(Supplied passage):
********************

The quickest way to find dead code is to use a good IDE. Delete unused code and unneeded files. In the case of an unnecessary class, Inline Class or Collapse Hierarchy can be applied if a subclass or superclass is used. To remove unneeded parameters, use Remove Parameter.
If you're working with Visual Basic (or VB.NET or VBA), you can use our Project Analyzer to detect and even remove dead code. Project Analyzer shows how much dead and semi-dead code there is and where.
Dead code analysis can be performed using live-variable analysis, a form of static-code analysis and data-flow analysis. This is in contrast to unreachable code analysis which is based on control-flow analysis.
Eclipse compiler for Java (ECJ) is open source incremented compiler. We reform features of ECJ, related to optimization technique called as dead code detection and elimination. ECJ identifies the dead code. We are extending this compiler to eliminate the dead code.
The dead code problem is related to the Halting problem.
Alan Turing proved that it is impossible to write a general algorithm that will be given a program and be able to decide whether that program halts for all inputs. You may be able to write such an algorithm for specific types of programs, but not for all programs.
How does this relate to dead code?
The Halting problem is reducible to the problem of finding dead code. That is, if you find an algorithm that can detect dead code in any program, then you can use that algorithm to test whether any program will halt. Since that has been proven to be impossible, it follows that writing an algorithm for dead code is impossible as well.
How do you transfer an algorithm for dead code into an algorithm for the Halting problem?
Simple: you add a line of code after the end of the program you want to check for halt. If your dead-code detector detects that this line is dead, then you know that the program does not halt. If it doesn't, then you know that your program halts (gets to the last line, and then to your added line of code).
Compilers usually check for things that can be proven at compile-time to be dead. For example, blocks that are dependent on conditions that can be determined to be false at compile time. Or any statement after a return
(within the same scope).
These are specific cases, and therefore it's possible to write an algorithm for them. It may be possible to write algorithms for more complicated cases (like an algorithm that checks whether a condition is syntactically a contradiction and therefore will always return false), but still, that wouldn't cover all possible cases.
Well, let's take the classical proof of the undecidability of the halting problem and change the halting-detector to a dead-code detector!
C# program
using System;
using YourVendor.Compiler;
class Program
{
static void Main(string[] args)
{
string quine_text = @"using System;
using YourVendor.Compiler;
class Program
{{
static void Main(string[] args)
{{
string quine_text = @{0}{1}{0};
quine_text = string.Format(quine_text, (char)34, quine_text);
if (YourVendor.Compiler.HasDeadCode(quine_text))
{{
System.Console.WriteLine({0}Dead code!{0});
}}
}}
}}";
quine_text = string.Format(quine_text, (char)34, quine_text);
if (YourVendor.Compiler.HasDeadCode(quine_text))
{
System.Console.WriteLine("Dead code!");
}
}
}
If YourVendor.Compiler.HasDeadCode(quine_text)

********************

Location identification records:
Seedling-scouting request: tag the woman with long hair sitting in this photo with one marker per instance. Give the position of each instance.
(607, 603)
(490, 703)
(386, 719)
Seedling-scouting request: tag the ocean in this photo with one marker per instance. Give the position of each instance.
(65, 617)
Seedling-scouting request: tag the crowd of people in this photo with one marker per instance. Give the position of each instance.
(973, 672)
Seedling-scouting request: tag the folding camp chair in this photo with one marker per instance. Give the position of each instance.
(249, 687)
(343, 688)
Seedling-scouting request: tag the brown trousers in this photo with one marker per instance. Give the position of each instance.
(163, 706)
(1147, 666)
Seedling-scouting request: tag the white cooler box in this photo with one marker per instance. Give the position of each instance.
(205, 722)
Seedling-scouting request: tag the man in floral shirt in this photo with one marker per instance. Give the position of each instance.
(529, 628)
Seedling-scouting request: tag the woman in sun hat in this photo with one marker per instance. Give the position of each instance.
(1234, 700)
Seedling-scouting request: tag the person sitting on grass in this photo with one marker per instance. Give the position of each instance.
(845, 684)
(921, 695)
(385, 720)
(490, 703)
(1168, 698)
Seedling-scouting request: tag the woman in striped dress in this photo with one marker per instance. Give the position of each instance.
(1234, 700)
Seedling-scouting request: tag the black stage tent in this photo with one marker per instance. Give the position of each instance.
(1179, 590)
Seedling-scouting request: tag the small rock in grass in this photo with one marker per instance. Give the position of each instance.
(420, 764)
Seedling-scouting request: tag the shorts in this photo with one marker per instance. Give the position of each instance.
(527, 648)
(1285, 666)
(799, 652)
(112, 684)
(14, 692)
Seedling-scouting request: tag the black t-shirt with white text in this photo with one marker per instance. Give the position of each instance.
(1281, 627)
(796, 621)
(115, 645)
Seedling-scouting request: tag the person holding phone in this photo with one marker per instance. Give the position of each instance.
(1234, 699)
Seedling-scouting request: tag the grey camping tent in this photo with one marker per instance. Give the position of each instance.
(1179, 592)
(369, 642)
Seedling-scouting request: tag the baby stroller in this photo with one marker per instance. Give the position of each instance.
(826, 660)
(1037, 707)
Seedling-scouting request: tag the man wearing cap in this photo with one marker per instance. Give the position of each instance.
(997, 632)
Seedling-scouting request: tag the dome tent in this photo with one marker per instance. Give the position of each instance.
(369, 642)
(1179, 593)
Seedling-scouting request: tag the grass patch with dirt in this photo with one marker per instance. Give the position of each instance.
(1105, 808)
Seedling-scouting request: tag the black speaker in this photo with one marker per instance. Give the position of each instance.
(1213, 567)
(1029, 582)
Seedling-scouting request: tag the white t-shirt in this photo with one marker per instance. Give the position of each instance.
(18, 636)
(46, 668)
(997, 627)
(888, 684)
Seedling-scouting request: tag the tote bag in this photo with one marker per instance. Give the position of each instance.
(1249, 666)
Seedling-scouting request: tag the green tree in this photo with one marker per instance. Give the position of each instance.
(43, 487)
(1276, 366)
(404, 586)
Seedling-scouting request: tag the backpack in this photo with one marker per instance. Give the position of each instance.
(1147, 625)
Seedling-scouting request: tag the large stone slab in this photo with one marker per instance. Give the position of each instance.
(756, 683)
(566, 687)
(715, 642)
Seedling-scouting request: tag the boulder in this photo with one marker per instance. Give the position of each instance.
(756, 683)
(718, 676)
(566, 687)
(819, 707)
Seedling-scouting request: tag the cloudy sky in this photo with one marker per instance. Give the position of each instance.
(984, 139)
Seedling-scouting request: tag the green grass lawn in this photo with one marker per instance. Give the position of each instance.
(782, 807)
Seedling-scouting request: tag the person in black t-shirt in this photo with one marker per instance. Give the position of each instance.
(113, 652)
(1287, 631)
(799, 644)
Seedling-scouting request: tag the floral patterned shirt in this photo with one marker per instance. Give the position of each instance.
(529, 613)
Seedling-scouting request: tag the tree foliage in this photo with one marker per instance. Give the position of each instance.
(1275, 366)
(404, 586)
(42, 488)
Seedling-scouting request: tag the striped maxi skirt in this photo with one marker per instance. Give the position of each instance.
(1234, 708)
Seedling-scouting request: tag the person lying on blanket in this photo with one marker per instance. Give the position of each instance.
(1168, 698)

********************

(Exercise): In the dead code thread, what kind of analysis is unreachable code analysis based on?

(Exercise response): Control-flow analysis.